(Bounding-box data)
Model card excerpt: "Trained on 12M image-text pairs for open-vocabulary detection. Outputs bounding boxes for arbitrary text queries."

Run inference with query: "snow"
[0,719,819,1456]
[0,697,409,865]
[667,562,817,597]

▸ Set exercise: Could you update all of the data above by changing "bounding boxes" to "box coordinates" and leaving everything else untouched?

▸ Response for this exercise:
Model card excerpt: "Trained on 12M image-text pairs for open-vocabulary detection. Outputs box coordinates for arbitrary text queries."

Run inference with query: "snow"
[0,719,819,1456]
[0,697,409,865]
[667,562,817,597]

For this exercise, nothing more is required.